## What is needed
Copy out the data below. Leave nothing out and alter nothing.

◇ ◇ ◇ ◇

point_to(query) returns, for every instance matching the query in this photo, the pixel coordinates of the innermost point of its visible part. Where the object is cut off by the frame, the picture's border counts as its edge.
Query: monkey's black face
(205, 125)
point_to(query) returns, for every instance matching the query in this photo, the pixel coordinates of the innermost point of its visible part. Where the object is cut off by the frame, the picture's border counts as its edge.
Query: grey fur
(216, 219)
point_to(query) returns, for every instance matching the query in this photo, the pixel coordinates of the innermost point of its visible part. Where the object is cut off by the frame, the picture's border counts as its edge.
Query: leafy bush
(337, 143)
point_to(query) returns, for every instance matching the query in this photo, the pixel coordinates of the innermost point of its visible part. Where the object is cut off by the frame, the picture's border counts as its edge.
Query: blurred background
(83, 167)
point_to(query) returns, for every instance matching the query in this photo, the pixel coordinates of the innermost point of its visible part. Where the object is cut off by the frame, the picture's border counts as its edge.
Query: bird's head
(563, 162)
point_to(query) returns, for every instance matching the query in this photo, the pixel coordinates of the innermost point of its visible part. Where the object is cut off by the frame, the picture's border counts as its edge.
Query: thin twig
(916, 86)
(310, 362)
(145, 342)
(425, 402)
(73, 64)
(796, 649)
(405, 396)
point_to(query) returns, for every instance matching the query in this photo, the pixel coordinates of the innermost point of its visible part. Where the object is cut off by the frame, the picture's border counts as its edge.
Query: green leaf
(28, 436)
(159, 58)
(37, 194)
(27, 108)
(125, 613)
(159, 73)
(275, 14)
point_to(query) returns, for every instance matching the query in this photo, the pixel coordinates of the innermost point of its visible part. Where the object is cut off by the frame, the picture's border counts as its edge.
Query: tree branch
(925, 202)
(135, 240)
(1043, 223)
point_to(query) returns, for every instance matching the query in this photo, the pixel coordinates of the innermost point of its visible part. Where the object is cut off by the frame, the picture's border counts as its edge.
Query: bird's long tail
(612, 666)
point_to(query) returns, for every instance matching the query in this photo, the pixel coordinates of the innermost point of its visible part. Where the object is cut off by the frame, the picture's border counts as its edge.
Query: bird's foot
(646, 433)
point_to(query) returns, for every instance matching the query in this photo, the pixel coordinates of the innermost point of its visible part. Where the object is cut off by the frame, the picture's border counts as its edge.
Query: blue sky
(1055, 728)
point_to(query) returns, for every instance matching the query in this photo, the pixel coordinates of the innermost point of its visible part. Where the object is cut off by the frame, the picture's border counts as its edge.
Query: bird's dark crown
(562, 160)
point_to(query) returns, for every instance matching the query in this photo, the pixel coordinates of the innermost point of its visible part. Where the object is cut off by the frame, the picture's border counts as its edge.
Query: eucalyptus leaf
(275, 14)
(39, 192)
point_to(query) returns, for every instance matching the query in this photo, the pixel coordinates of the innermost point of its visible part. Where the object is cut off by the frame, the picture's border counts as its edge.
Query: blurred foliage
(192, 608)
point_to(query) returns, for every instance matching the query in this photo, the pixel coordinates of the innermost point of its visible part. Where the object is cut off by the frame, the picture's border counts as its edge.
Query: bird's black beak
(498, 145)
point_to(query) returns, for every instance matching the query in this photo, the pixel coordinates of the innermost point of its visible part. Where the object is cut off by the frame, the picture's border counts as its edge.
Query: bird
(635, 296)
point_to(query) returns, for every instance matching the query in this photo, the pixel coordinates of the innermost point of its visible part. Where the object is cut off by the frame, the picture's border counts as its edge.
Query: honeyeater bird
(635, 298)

◇ ◇ ◇ ◇

## Solution for this exercise
point_to(query) returns, for every instance matching the query in this photo, the pixel coordinates of the innermost point of its visible part. Where the object is cut off by the frame, the picture's border counts as its edge.
Query: monkey's black face
(205, 125)
point_to(query) returns, for every instance matching the query in this photo, the pixel coordinates of the innermost point of its visible part. Where the object is cut off by the frame, the picture's border counts as its edge.
Query: grey fur
(216, 219)
point_to(query) returns, for every instance matching the query in this photo, the pixel coordinates of the innermost point of its visible part. Where the object is cut off by the frame, the picture's border counts as its edge.
Query: leafy bush
(337, 143)
point_to(query) returns, for every instance matching the query in this photo, the pixel coordinates of the innermost point of its visible part. Where the object is cut off by the frame, the picture's border counts as its edge.
Query: blurred background
(83, 167)
point_to(query) returns, for every instance matching the query in this photo, the pixel coordinates of the innermost point of its visible part. Where the object is cut off by the frame, the picture's border counts as its edge.
Query: bird's head
(563, 162)
point_to(query) returns, for every instance matching the query in this photo, the pixel coordinates of the innermost point of its visible part. Where the object is cut off by the frame, the picture's border counts as its edge.
Query: thin twig
(916, 86)
(310, 362)
(145, 342)
(425, 402)
(73, 64)
(796, 649)
(405, 396)
point_to(query) returns, for every instance matching the query in this photo, the pixel coordinates of the innermost point of its visible part. Where the object is cut off by the frame, the picture's border counts as its edge.
Query: green leaf
(28, 436)
(159, 58)
(37, 194)
(27, 108)
(125, 613)
(159, 73)
(275, 14)
point_to(query) returns, for every instance matching the query in this photo, the pixel coordinates of the innermost point of its visible part. Where the object is cut off by the frame, the picture's border counts as its edge.
Query: tree branch
(925, 202)
(135, 240)
(1043, 223)
point_to(query) returns, for every instance matching the query in this photo, the pixel coordinates of the innermost point of its visible part. Where the object is cut off by the frame, the picture's border counts as its edge.
Query: bird's long tail
(612, 666)
point_to(query) returns, for every instance matching the query in this photo, the pixel coordinates of the innermost point of its visible part. Where the object is cut off by the frame, the picture's border counts as its edge.
Query: bird's foot
(646, 433)
point_to(query) returns, for every instance matching the query in this photo, the pixel coordinates of the innermost point of its visible part. Where the object is cut off by the frame, the picture's border counts as its edge.
Query: blue sky
(1055, 728)
point_to(query) returns, for every instance matching the query in this photo, the pixel coordinates of the innermost point of its visible part. Where the object is cut off by the frame, the picture's border counts as its edge.
Query: bird's dark crown
(562, 160)
point_to(query) returns, for every instance matching the query in this photo, the pixel coordinates of the innermost point of its visible part. Where the object is cut off by the frame, the picture's border counts as its edge.
Query: eucalyptus leaf
(275, 14)
(39, 192)
point_to(query) returns, for every instance matching the query in this photo, the pixel coordinates of the innermost point of its visible part. Where the object is cut off by the frame, the picture's border counts as its edge.
Query: blurred foliage
(192, 608)
point_to(query) returns, for every instance matching the query in this photo, the pixel coordinates of the innermost point of its visible part. Where the object is cut off by the frame, the picture's border counts as its edge.
Query: bird's black beak
(498, 145)
point_to(query) returns, for every instance matching the query in this photo, the pixel coordinates of the innermost point of its visible part. Where the object is cut off by the frame, the picture's border counts as its edge.
Query: bird
(635, 296)
point_to(query) returns, for every instance matching the query in this photo, the pixel coordinates of the innermost point of its visible part. Where the object is cut off by the frame, the picture's border counts as its edge.
Query: honeyeater bird
(635, 298)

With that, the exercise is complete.